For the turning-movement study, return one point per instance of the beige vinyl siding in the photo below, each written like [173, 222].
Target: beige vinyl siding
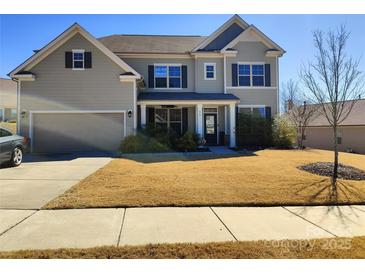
[141, 65]
[322, 137]
[216, 85]
[251, 52]
[266, 97]
[58, 88]
[8, 91]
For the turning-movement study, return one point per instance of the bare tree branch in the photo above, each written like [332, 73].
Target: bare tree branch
[334, 81]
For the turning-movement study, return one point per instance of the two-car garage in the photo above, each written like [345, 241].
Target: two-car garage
[76, 131]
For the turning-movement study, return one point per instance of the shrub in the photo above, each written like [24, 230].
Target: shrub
[253, 130]
[141, 143]
[284, 132]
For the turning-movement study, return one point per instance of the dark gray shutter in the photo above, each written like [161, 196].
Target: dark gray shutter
[268, 113]
[151, 76]
[151, 116]
[184, 75]
[68, 59]
[184, 120]
[234, 75]
[267, 75]
[88, 61]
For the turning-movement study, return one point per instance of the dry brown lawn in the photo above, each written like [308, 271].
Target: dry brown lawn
[269, 177]
[10, 126]
[333, 248]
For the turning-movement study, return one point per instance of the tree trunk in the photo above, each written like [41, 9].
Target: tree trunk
[335, 163]
[301, 137]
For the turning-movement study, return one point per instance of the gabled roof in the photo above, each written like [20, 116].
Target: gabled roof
[235, 19]
[173, 44]
[253, 30]
[355, 118]
[60, 40]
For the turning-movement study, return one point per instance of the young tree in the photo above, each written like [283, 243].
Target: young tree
[297, 109]
[335, 82]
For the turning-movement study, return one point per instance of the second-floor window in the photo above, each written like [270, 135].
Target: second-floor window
[78, 59]
[209, 71]
[168, 76]
[251, 75]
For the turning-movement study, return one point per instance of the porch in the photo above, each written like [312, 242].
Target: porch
[211, 115]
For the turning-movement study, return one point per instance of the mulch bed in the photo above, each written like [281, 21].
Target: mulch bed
[326, 169]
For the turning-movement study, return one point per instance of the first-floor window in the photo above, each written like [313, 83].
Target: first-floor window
[257, 111]
[169, 118]
[161, 117]
[167, 76]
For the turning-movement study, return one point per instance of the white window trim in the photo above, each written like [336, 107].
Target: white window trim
[167, 75]
[83, 58]
[214, 71]
[168, 116]
[253, 106]
[251, 82]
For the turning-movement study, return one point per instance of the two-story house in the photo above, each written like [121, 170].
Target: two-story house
[80, 93]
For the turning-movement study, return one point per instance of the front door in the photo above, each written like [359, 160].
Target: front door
[210, 128]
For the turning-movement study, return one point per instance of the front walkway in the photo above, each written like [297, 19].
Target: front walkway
[82, 228]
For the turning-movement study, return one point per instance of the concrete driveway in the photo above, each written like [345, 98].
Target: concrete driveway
[41, 178]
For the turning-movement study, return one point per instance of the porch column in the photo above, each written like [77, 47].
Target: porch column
[199, 119]
[143, 115]
[232, 120]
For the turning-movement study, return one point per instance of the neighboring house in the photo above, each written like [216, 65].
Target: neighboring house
[83, 93]
[351, 132]
[8, 90]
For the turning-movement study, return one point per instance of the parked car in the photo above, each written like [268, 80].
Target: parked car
[12, 148]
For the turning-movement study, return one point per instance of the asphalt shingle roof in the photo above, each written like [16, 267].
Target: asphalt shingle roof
[355, 118]
[151, 43]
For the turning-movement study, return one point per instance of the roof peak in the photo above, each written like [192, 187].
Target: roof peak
[154, 35]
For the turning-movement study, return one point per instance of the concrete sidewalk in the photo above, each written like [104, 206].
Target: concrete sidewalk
[82, 228]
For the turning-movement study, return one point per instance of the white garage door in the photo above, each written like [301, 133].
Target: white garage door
[75, 132]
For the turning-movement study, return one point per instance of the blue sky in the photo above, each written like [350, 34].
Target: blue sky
[20, 34]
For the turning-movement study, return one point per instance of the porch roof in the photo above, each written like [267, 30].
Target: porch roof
[185, 96]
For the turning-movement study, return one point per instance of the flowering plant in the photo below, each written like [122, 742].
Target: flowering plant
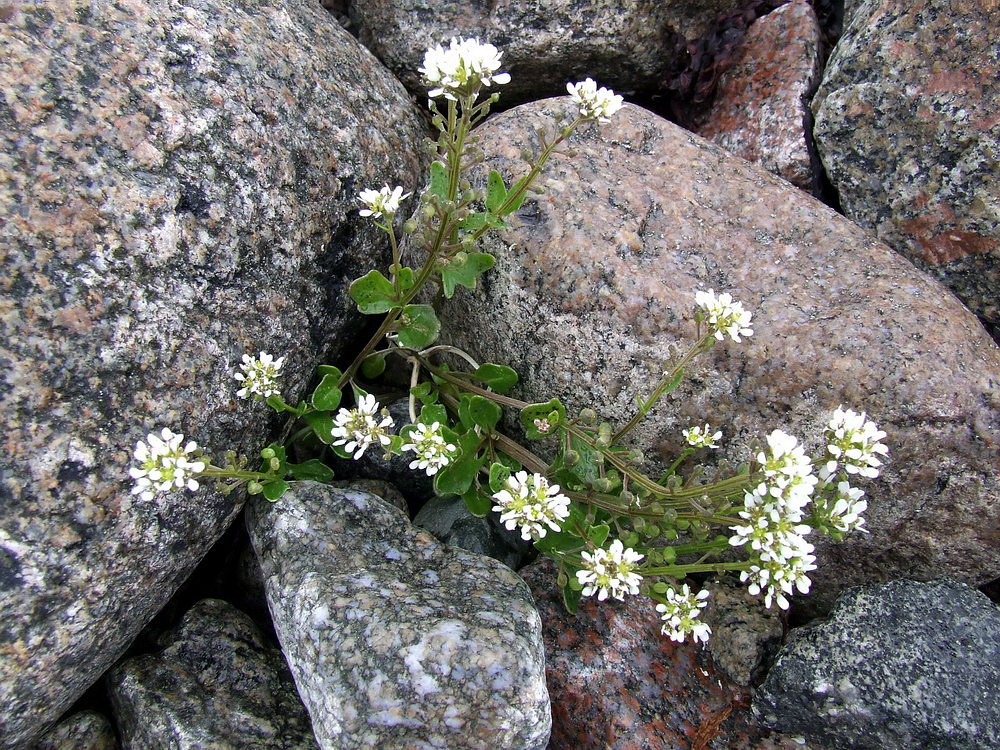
[613, 530]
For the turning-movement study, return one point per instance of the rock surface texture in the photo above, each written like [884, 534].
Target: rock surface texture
[546, 43]
[216, 684]
[396, 641]
[908, 127]
[178, 187]
[903, 664]
[762, 102]
[87, 730]
[617, 682]
[594, 285]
----
→ **Stated task**
Could you retype every one of the lines above word for word, leaving the pictures out?

→ **Solution to this exercise**
For the turning-movement study, return one point per instance of the beige vinyl siding in the photo below, each written like [173, 222].
Target: beige vinyl siding
[141, 65]
[322, 137]
[216, 85]
[251, 52]
[266, 97]
[58, 88]
[8, 91]
For the turning-movement study, return one point per instance of the bare tree branch in the photo above, each written like [332, 73].
Target: bare tree branch
[334, 81]
For the turning-movement study, return one point per instance of the two-car garage in the photo above, each written like [345, 241].
Target: two-car garage
[76, 131]
For the turning-movement study, return one point per instance of the shrub in the photo above, each written like [24, 230].
Target: shrub
[253, 130]
[141, 143]
[284, 132]
For the turning-movement study, return one point per instance of the dark gray shutter in the photo above, each written like [161, 196].
Target: dark gray shutter
[268, 113]
[151, 76]
[151, 116]
[184, 75]
[68, 59]
[184, 120]
[234, 75]
[267, 75]
[88, 61]
For the turning-movement study, return one point per instance of the dry brown lawn in the photo above, each written like [308, 271].
Target: dry brown lawn
[269, 177]
[10, 126]
[333, 248]
For the turning-movement study, return one point per instance of the tree trunk in the photo above, each written like [41, 9].
Target: tree trunk
[335, 163]
[301, 137]
For the turning-movement study, return one point per instance of the gabled roof in the photo above, each written like [20, 116].
Target: gabled roof
[235, 19]
[173, 44]
[253, 30]
[355, 118]
[60, 40]
For the turning-movement study, return one point per instance of the young tree in the photo above, each written like [283, 243].
Target: young tree
[297, 109]
[335, 82]
For the turning-movement study, return one point per instance of the second-floor window in the photo above, each written like [270, 135].
Target: second-floor window
[78, 59]
[209, 71]
[168, 76]
[251, 75]
For the turning-movement study, return one point per instance of the porch in the photo above, each written like [312, 242].
Target: porch
[211, 115]
For the turning-movement study, return one point per instance of the mulch bed in the photo above, each written like [281, 21].
Target: mulch bed
[326, 169]
For the turning-movement study, return one point per instance of the first-floor window in the photo above, each written like [313, 83].
Target: first-floor window
[257, 111]
[169, 118]
[161, 117]
[167, 76]
For the turning-movement study, return one point per instance of the white window trim in the photo above, each written like [336, 107].
Target: white window trim
[167, 75]
[83, 58]
[214, 71]
[168, 116]
[253, 106]
[251, 82]
For the turning-movement study, return one point per instance of the two-story house in the photo above, each written like [121, 170].
Target: two-story house
[80, 93]
For the turning-movement study, return one point per instance of the front door in the photo above, each written like [359, 160].
Target: front door
[210, 128]
For the turning-movement study, return one point per instance of the front walkway in the photo above, each written like [297, 19].
Target: front walkway
[82, 228]
For the turning-movement study, return one point per instance of the concrete driveway in the photo above, each written like [345, 98].
Target: concrete driveway
[41, 178]
For the turning-movement study, return one point per instance of the porch column in the photo above, each written like [77, 47].
Target: porch column
[199, 119]
[143, 115]
[232, 120]
For the turning-movement study, return one point per instance of the neighboring house in the photo above, each written like [216, 65].
Target: neighboring house
[83, 93]
[351, 132]
[8, 90]
For the turning-movement study, return one point per instance of the parked car in the photo above, each written like [268, 80].
Target: parked car
[12, 148]
For the turning-movement study, return one point per instance of the asphalt shingle roof in the photo above, each written like [16, 267].
Target: asphalt shingle roof
[355, 118]
[151, 43]
For the turning-movement study, return one point per instance of the roof peak in the photo above, each written like [192, 187].
Target: roof peak
[154, 35]
For the turning-movement study, return one point per instance of the concrete sidewalk in the photo above, each written like [104, 206].
Target: concrete sidewalk
[82, 228]
For the turning-movement study, return one point per instance of the white garage door in the photo above, each written like [301, 133].
Target: white garage door
[75, 132]
For the turning-movement study, return one point per instance of the blue sky in the photo above, each written like [350, 34].
Target: blue sky
[20, 34]
For the turning-movement study, return one point per instance of the porch roof in the photo above, each written like [267, 30].
Target: porch roof
[185, 96]
For the turning-movement study, return one point per instance of the flowering plant in the photo below, each written like [122, 742].
Target: flowering plant
[613, 530]
For the turning-movement study, return one point per instance of the rock surface texture in the photo above, each written like [884, 534].
Target: rock surface texture
[546, 43]
[216, 684]
[396, 641]
[908, 127]
[178, 187]
[903, 664]
[762, 102]
[87, 730]
[617, 682]
[594, 285]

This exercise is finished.